• **AVAILABLE RECORDS**:
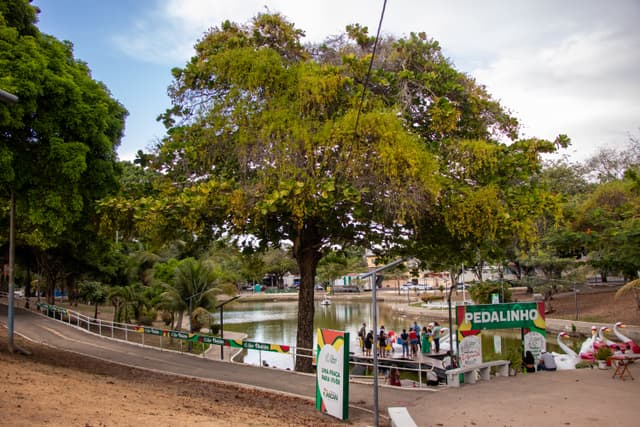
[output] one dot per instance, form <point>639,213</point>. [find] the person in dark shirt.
<point>529,362</point>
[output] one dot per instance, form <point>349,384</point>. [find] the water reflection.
<point>276,322</point>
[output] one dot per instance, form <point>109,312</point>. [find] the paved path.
<point>42,329</point>
<point>422,404</point>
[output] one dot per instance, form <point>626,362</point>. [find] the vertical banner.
<point>332,373</point>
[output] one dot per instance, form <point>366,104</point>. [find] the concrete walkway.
<point>41,329</point>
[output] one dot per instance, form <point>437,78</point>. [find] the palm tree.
<point>94,293</point>
<point>126,301</point>
<point>194,286</point>
<point>633,287</point>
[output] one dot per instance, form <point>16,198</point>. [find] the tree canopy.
<point>58,142</point>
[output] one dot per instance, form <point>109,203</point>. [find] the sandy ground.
<point>57,388</point>
<point>51,387</point>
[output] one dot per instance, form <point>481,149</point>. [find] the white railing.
<point>130,333</point>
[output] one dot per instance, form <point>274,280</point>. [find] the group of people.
<point>415,340</point>
<point>546,362</point>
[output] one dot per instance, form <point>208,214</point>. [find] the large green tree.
<point>262,140</point>
<point>58,142</point>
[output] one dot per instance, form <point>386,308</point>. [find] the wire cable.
<point>373,55</point>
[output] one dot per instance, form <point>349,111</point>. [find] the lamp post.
<point>374,284</point>
<point>221,307</point>
<point>190,298</point>
<point>10,98</point>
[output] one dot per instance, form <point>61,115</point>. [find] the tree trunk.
<point>306,251</point>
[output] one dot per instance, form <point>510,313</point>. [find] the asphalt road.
<point>41,329</point>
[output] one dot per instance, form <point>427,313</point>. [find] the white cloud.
<point>561,67</point>
<point>583,85</point>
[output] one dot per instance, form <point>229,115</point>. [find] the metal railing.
<point>131,333</point>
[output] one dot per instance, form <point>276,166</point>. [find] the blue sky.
<point>560,66</point>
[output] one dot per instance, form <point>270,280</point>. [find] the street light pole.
<point>10,98</point>
<point>374,285</point>
<point>221,307</point>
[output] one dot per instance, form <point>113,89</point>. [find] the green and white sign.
<point>501,316</point>
<point>332,377</point>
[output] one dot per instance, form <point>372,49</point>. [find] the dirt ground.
<point>596,305</point>
<point>52,387</point>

• **STATED GOAL**:
Copy every line above word for word, leaving out the picture.

• **RESULT OF THIS EXERCISE**:
[output] one dot per instance, form <point>639,213</point>. [find] the person in dark shirt.
<point>529,362</point>
[output] one dot per instance, form <point>349,384</point>. [find] the water reflection.
<point>276,322</point>
[output] one dot per instance, form <point>109,312</point>. [find] the paved path.
<point>42,329</point>
<point>422,404</point>
[output] one dot per instance, form <point>626,362</point>. [find] the vertical banner.
<point>332,373</point>
[output] one dot per instance, form <point>366,104</point>. [find] the concrete walkway.
<point>41,329</point>
[output] one dot per instance, form <point>437,78</point>. [find] the palm tree.
<point>94,293</point>
<point>126,301</point>
<point>194,286</point>
<point>633,287</point>
[output] one dot per instance, form <point>16,198</point>. [find] the tree canopy.
<point>58,142</point>
[output] one dot per instance, form <point>109,203</point>. [find] the sandy ground.
<point>57,388</point>
<point>51,387</point>
[output] one dot per instance, form <point>481,149</point>. [find] the white railing.
<point>130,333</point>
[output] one dot per instance, form <point>274,280</point>. [find] the group of people.
<point>415,340</point>
<point>546,362</point>
[output] one dot per instance, form <point>208,214</point>. [find] the large green tree.
<point>262,140</point>
<point>58,142</point>
[output] one dot per instance, form <point>386,308</point>. [find] the wire cable.
<point>373,55</point>
[output] one dot per instance, form <point>349,111</point>. [find] the lamp post.
<point>374,284</point>
<point>221,307</point>
<point>190,298</point>
<point>10,98</point>
[output] one dot per instance, form <point>61,115</point>. [find] the tree trunk.
<point>306,251</point>
[output] one dot per instance, form <point>510,313</point>. [find] the asphalt road.
<point>41,329</point>
[output] one dot per instance, form <point>427,313</point>. [find] the white cloud.
<point>561,67</point>
<point>583,85</point>
[output] one dot per instance, form <point>229,115</point>. [find] the metal railing.
<point>131,333</point>
[output] one dot per instance, form <point>276,166</point>. [find] the blue sky.
<point>560,66</point>
[output] one dot per instance, form <point>270,280</point>. [find] the street light pole.
<point>10,98</point>
<point>374,285</point>
<point>221,307</point>
[output] one dot per instance, form <point>113,89</point>. [find] the green and white sign.
<point>501,316</point>
<point>332,377</point>
[output] one dot per instance, form <point>372,49</point>. [find] the dirt ground.
<point>596,305</point>
<point>52,387</point>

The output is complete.